* **WRITTEN INSTRUCTION**: Recast every line of the listing below as a numbered list, leaving out any blank lines.

Coordinate annotation records
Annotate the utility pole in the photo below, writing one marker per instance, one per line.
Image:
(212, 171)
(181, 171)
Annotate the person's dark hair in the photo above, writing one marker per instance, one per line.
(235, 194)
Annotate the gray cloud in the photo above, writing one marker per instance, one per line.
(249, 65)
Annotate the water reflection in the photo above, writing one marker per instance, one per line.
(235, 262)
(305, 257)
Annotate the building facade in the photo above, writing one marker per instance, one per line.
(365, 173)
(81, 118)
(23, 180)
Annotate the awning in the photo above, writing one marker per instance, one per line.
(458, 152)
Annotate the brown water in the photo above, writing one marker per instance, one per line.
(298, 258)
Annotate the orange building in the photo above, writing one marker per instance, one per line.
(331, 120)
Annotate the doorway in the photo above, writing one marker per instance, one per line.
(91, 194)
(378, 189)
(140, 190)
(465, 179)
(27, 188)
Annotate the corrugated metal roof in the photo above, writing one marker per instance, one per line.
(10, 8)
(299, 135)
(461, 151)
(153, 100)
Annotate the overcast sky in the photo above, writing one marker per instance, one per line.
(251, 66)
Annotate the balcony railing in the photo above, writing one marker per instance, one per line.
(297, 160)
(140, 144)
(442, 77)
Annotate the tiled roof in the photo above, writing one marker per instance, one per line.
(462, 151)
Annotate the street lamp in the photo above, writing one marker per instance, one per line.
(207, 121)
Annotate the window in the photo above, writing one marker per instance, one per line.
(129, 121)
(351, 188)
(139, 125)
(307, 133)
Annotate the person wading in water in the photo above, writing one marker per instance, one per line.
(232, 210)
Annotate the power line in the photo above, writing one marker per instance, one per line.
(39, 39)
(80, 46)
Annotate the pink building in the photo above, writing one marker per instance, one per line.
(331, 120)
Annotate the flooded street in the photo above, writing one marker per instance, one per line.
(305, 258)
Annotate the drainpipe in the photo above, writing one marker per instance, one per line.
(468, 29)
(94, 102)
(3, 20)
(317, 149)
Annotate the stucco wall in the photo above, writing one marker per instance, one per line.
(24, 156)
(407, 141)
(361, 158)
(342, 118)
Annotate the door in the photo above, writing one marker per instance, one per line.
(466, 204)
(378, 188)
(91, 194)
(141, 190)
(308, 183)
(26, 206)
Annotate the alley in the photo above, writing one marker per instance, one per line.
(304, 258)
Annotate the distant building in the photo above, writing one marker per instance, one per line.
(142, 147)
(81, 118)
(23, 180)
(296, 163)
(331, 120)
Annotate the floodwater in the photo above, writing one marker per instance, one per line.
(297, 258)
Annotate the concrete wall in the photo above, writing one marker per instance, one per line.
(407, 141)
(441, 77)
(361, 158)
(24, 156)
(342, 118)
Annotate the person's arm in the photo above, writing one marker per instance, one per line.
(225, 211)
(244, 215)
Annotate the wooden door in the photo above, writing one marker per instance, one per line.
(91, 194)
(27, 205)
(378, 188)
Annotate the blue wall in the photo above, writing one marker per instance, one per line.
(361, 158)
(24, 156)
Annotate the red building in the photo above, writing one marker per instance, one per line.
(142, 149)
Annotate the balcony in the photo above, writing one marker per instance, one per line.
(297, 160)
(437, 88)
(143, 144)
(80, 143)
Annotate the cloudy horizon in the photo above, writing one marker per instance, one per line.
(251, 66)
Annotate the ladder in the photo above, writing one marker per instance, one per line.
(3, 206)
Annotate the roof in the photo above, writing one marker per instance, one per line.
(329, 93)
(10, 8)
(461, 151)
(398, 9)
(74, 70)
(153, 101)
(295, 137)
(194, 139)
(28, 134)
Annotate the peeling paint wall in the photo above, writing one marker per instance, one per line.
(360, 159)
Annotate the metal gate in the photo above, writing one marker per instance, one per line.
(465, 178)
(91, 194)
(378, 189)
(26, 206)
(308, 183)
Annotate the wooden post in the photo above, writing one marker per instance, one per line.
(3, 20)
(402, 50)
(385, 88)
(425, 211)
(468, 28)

* **EXERCISE SOLUTION**:
1. Annotate the utility pole in the photo below, writing one marker per instance, one per line.
2. Image:
3. (212, 171)
4. (181, 171)
5. Annotate the person's dark hair in the photo above, writing one marker per instance, one per line.
6. (235, 194)
7. Annotate the gray cloud in the photo above, writing one marker per instance, one per line.
8. (249, 65)
9. Annotate the water reflection in the photo above, writing one marker per instance, one per line.
10. (235, 262)
11. (305, 257)
12. Annotate the building facade in the photo above, writing one marker per instance, one per line.
13. (365, 173)
14. (81, 118)
15. (23, 180)
16. Annotate the awning in the photo above, writing one marker per instance, one per line.
17. (458, 152)
18. Annotate the brown water in the photo above, writing one marker per instance, one per line.
19. (298, 258)
20. Annotate the orange building in the photo above, writing one marker per instance, one per line.
21. (331, 120)
22. Annotate the doorway in the photo above, writing one marker per instance, one per line.
23. (91, 194)
24. (378, 189)
25. (140, 190)
26. (465, 179)
27. (27, 188)
28. Annotate the corrugated metal roof in the photo above, writing one marker per instance, one per line.
29. (10, 8)
30. (299, 135)
31. (461, 151)
32. (153, 100)
33. Annotate the overcast sky in the photo above, writing one marker per instance, one per line.
34. (251, 66)
35. Annotate the balcony railing in the photo above, writing one marker per instance, one per line.
36. (297, 160)
37. (140, 144)
38. (442, 77)
39. Annotate the tiled roof in the photo above, writing one marker per instance, one per line.
40. (462, 151)
41. Annotate the street lamp in the photo above, writing one marker per instance, one per line.
42. (207, 121)
43. Annotate the window in the photo above, writing one marker per instance, one per line.
44. (129, 121)
45. (351, 188)
46. (139, 125)
47. (307, 133)
48. Annotate the person wading in water in the photo above, writing one marker per instance, one per line.
49. (232, 210)
50. Annotate the power line in the photo above, writing one marker per instance, one per line.
51. (39, 39)
52. (80, 46)
53. Annotate the pink building in the photo above, writing one marker per instance, one per line.
54. (331, 120)
55. Annotate the flooded street in the photo above, writing one marker per instance, one per line.
56. (305, 258)
57. Annotate the drainpipe in the photo above, writing one marker per instance, one per line.
58. (468, 29)
59. (94, 102)
60. (3, 20)
61. (317, 149)
62. Annotate the stucco wall in the photo above, writing one marker per instance, one per line.
63. (24, 156)
64. (407, 141)
65. (361, 158)
66. (342, 118)
67. Annotate the door in the photo above, writing one marker per instance, one per line.
68. (466, 204)
69. (378, 188)
70. (91, 194)
71. (141, 190)
72. (308, 183)
73. (26, 206)
74. Annotate the alley in the photo above, writing one marker per instance, one per line.
75. (304, 258)
76. Annotate the distant building in the photo above, writing one marker per instance, one per line.
77. (142, 147)
78. (81, 118)
79. (23, 180)
80. (296, 163)
81. (331, 120)
82. Annotate the floodwater in the photo above, writing one marker per instance, one per line.
83. (297, 258)
84. Annotate the concrete wall in the photo above, writing one marker per instance, one per line.
85. (407, 141)
86. (441, 77)
87. (361, 158)
88. (24, 156)
89. (342, 118)
90. Annotate the person's arm in the photo above, writing one marker per instance, one per line.
91. (225, 211)
92. (244, 215)
93. Annotate the wooden door in the photo above, writing one marker per instance, one per line.
94. (91, 194)
95. (27, 205)
96. (378, 188)
97. Annotate the blue wall in the photo above, writing one marker per instance, one per line.
98. (361, 158)
99. (24, 156)
100. Annotate the red building in the photo above, writing one marker per instance, one per line.
101. (142, 149)
102. Annotate the balcony in the photo above, writing one marker per instance, one per line.
103. (297, 160)
104. (437, 88)
105. (143, 144)
106. (80, 143)
107. Annotate the cloudy horizon in the photo above, writing one marker per instance, one per line.
108. (251, 66)
109. Annotate the ladder in the photo above, writing one marker per instance, one per line.
110. (3, 206)
111. Annotate the roof in the photo above, writing one marker per instance, one per line.
112. (329, 93)
113. (10, 8)
114. (461, 151)
115. (398, 9)
116. (74, 70)
117. (153, 101)
118. (295, 137)
119. (194, 139)
120. (28, 134)
121. Annotate the peeling paint wall in the photo above, writing one marker per instance, one per line.
122. (360, 159)
123. Annotate the metal gate in the photo above, writing one marker per instance, one per line.
124. (465, 178)
125. (91, 194)
126. (378, 189)
127. (26, 206)
128. (308, 183)
129. Annotate the wooden post in the photo above, writing one marker per instance, one per line.
130. (3, 20)
131. (402, 50)
132. (385, 88)
133. (425, 211)
134. (468, 28)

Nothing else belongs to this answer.